Copy the listing exactly. Omit nothing.

= Beginning of Section =

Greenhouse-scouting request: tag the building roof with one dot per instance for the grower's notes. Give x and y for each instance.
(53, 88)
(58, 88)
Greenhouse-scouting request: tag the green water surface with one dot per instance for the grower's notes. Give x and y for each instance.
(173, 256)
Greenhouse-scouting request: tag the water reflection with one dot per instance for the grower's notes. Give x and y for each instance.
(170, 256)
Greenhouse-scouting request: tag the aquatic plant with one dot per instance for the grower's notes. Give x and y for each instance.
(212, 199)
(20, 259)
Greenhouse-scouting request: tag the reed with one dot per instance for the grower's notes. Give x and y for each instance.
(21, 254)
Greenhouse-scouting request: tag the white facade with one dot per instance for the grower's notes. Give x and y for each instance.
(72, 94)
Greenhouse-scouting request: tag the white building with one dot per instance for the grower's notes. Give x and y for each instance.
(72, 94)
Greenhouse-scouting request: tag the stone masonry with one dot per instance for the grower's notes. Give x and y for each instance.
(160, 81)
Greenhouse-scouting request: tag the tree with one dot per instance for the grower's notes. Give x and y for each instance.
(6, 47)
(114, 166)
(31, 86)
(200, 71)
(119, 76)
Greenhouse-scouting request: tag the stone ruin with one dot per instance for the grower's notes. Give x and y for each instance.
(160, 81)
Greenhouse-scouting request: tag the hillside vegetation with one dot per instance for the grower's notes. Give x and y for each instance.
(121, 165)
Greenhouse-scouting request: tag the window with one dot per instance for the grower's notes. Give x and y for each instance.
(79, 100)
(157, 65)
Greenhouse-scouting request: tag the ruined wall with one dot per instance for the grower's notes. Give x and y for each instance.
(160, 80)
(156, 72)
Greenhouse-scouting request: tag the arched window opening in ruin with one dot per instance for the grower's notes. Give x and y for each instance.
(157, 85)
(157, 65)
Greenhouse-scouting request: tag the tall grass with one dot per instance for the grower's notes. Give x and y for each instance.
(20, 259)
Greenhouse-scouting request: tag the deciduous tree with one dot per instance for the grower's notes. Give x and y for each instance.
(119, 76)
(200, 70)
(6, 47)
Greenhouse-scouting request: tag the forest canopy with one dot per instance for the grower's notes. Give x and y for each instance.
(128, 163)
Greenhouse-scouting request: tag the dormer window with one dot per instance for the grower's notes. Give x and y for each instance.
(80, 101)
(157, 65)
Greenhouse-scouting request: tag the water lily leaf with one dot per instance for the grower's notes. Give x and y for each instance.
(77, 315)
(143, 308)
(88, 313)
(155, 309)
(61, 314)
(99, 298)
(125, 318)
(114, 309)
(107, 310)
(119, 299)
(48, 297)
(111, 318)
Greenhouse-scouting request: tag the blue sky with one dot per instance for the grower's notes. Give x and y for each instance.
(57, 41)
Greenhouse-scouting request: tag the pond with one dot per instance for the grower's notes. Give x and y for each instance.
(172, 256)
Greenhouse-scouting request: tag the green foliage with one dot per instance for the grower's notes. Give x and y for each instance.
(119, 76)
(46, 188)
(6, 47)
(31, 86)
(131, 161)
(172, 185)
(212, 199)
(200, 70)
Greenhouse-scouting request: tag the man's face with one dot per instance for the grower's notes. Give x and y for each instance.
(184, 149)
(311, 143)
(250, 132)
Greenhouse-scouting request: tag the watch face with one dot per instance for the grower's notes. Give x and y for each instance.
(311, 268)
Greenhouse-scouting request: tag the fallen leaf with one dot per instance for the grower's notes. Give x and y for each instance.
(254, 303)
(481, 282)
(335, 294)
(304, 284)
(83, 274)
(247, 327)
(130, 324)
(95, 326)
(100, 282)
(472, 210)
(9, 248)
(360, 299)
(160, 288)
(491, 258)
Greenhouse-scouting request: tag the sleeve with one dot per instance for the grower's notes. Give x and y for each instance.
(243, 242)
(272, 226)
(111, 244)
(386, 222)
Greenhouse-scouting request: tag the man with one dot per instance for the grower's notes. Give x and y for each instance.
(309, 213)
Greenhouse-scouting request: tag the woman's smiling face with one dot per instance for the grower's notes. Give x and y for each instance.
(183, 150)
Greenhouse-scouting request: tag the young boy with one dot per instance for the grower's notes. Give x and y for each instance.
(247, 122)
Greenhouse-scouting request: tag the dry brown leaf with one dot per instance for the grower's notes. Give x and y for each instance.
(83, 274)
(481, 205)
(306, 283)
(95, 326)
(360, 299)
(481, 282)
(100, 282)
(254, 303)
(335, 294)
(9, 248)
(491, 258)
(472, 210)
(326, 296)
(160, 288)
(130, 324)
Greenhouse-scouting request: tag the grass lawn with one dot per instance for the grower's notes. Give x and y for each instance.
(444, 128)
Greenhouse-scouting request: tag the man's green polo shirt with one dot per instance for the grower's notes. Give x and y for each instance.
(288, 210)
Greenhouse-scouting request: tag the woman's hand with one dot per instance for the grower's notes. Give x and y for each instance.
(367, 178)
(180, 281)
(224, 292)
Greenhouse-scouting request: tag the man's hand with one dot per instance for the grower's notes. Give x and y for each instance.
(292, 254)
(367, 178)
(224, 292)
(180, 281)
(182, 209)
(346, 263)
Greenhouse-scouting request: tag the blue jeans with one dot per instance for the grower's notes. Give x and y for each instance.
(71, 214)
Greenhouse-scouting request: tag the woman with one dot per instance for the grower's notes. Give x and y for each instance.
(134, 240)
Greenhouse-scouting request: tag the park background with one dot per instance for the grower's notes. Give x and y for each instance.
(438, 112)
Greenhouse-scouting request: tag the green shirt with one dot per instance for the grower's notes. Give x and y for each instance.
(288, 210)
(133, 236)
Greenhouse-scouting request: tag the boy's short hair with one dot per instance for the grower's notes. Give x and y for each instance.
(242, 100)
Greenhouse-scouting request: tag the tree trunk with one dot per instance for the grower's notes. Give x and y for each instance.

= End of Section =

## REPLY:
Greenhouse-scouting request: tag the building roof with one dot per instance for the grower's notes. Give x and y for each instance.
(53, 88)
(58, 88)
Greenhouse-scouting request: tag the green water surface with one dot per instance for the grower's notes. Give x and y for each instance.
(173, 256)
Greenhouse-scouting request: tag the water reflection with one dot per instance for the grower's notes. Give x and y for each instance.
(170, 256)
Greenhouse-scouting request: tag the aquatic plant with one dot per instance for the grower's notes. Give x and y for each instance.
(212, 199)
(20, 259)
Greenhouse-scouting request: tag the reed with one dot per instance for the grower's notes. Give x and y for each instance.
(21, 254)
Greenhouse-scouting request: tag the white facade with one dot per instance for the grower's notes. Give x and y for each instance.
(72, 94)
Greenhouse-scouting request: tag the white building with one dot per instance for the grower's notes. Give x and y for each instance.
(72, 94)
Greenhouse-scouting request: tag the stone masonry with one dot per instance for the grower's notes. Give x and y for each instance.
(160, 81)
Greenhouse-scouting request: tag the tree with one dot per instance for the grower's notes. Give x and y for each instance.
(6, 47)
(114, 166)
(31, 86)
(200, 71)
(119, 76)
Greenhouse-scouting request: tag the stone ruin with one dot per instance for the grower's notes. Give x and y for each instance.
(160, 81)
Greenhouse-scouting request: tag the hillside vegetation with one dot per instance for the grower's notes. Give x and y for each instance.
(121, 165)
Greenhouse-scouting request: tag the window with one dot per instance for the grower's notes. Give x and y for each instance.
(79, 100)
(157, 65)
Greenhouse-scouting request: tag the ruined wall with one dot per instance for the grower's notes. Give x and y for each instance.
(160, 80)
(156, 72)
Greenhouse-scouting request: tag the arched window opening in ruin with one dot per instance for the grower's notes. Give x and y for each instance.
(157, 85)
(157, 65)
Greenhouse-scouting request: tag the tall grass with one dot per instance for the grower's notes. Give x and y for each instance.
(20, 259)
Greenhouse-scouting request: tag the deciduous tree with one dot per instance for the grower's notes. Give x and y for each instance.
(119, 76)
(200, 70)
(6, 47)
Greenhouse-scouting request: tag the forest canopy with one dot per instance for the grower's notes. Give x and y for each instance.
(128, 163)
Greenhouse-scouting request: tag the dormer window with one dot per instance for the grower's notes. Give x and y for each instance.
(80, 101)
(157, 65)
Greenhouse-scouting request: tag the water lily leaf with one dot per instance for the grower's notes. Give x and y for each instance.
(77, 315)
(143, 308)
(88, 313)
(155, 309)
(61, 314)
(99, 298)
(125, 318)
(114, 309)
(107, 310)
(119, 299)
(48, 297)
(111, 318)
Greenhouse-scouting request: tag the blue sky with one dot per instance for the grower's notes. Give x and y for each instance.
(57, 41)
Greenhouse-scouting request: tag the pond with one dot per instance for the grower's notes. Give x and y for each instance.
(172, 256)
Greenhouse-scouting request: tag the green foliage with one dot per instance for the grower's notes. Give x and y for each instance.
(119, 76)
(46, 188)
(6, 47)
(31, 86)
(131, 161)
(172, 185)
(212, 199)
(200, 70)
Greenhouse-scouting request: tag the man's face with one dot per instance for the grower's notes. Give x and y for each instance.
(184, 149)
(311, 143)
(250, 132)
Greenhouse-scouting request: tag the watch face with one dot per instance for the grower's notes. Give x and y for each instance.
(311, 268)
Greenhouse-scouting request: tag the fallen leaf with one dot per instance for the grower's notes. Give x and y for each instance.
(254, 303)
(481, 282)
(335, 294)
(304, 284)
(83, 274)
(247, 327)
(130, 324)
(95, 326)
(100, 282)
(472, 210)
(9, 248)
(360, 299)
(160, 288)
(491, 258)
Greenhouse-scouting request: tag the sleeve with one dot per instance for the grower's notes. Give x and y for each instance.
(243, 242)
(272, 226)
(111, 244)
(386, 222)
Greenhouse-scouting request: tag the man with one dot per instance for the grower's notes. Give x and y for each instance.
(309, 213)
Greenhouse-scouting request: tag the woman's smiling face with one dot per instance for the grower's notes. Give x and y for each instance.
(183, 150)
Greenhouse-scouting request: tag the young boy with one dot per instance for the grower's notes. Give x and y for each instance.
(247, 122)
Greenhouse-scouting request: tag the dry brown leaf with one dot per instance for the grower's notes. Give x and y for each instance.
(83, 274)
(481, 205)
(306, 283)
(95, 326)
(360, 299)
(481, 282)
(100, 282)
(254, 303)
(335, 294)
(9, 248)
(491, 258)
(472, 210)
(326, 296)
(160, 288)
(130, 324)
Greenhouse-scouting request: tag the grass lawn with one dot per instance for the grower's notes. Give x and y for each instance.
(444, 128)
Greenhouse-scouting request: tag the man's green polo shirt with one dot per instance for the grower's notes. Give x and y for each instance.
(288, 210)
Greenhouse-scouting request: tag the woman's hand with one dot per instance for the grower's notes. Give x and y for each instance.
(367, 178)
(180, 281)
(224, 292)
Greenhouse-scouting request: tag the man's hand with one dot per instance for the grower's notes. Give x and y for each instance.
(292, 254)
(367, 178)
(224, 292)
(180, 281)
(182, 209)
(346, 263)
Greenhouse-scouting request: tag the blue jeans with one dot per instance for the grower's notes. Give x and y for each instance.
(71, 214)
Greenhouse-scouting request: tag the woman with one dot per instance for the grower's notes. Give x and y for each instance.
(134, 240)
Greenhouse-scouting request: tag the park background with one dot per instance for the grower's notes. Give x and y for each instance.
(438, 112)
Greenhouse-scouting request: tag the green shirt with one dot per instance for the grower's notes. Give x and y for each instance.
(288, 210)
(133, 236)
Greenhouse-scouting request: tag the boy's short hair with one dot per instance for the grower's notes. Give x and y for each instance.
(242, 100)
Greenhouse-scouting request: tag the tree trunk with one dot per instance for the grower's notes. Give x and y for each instance.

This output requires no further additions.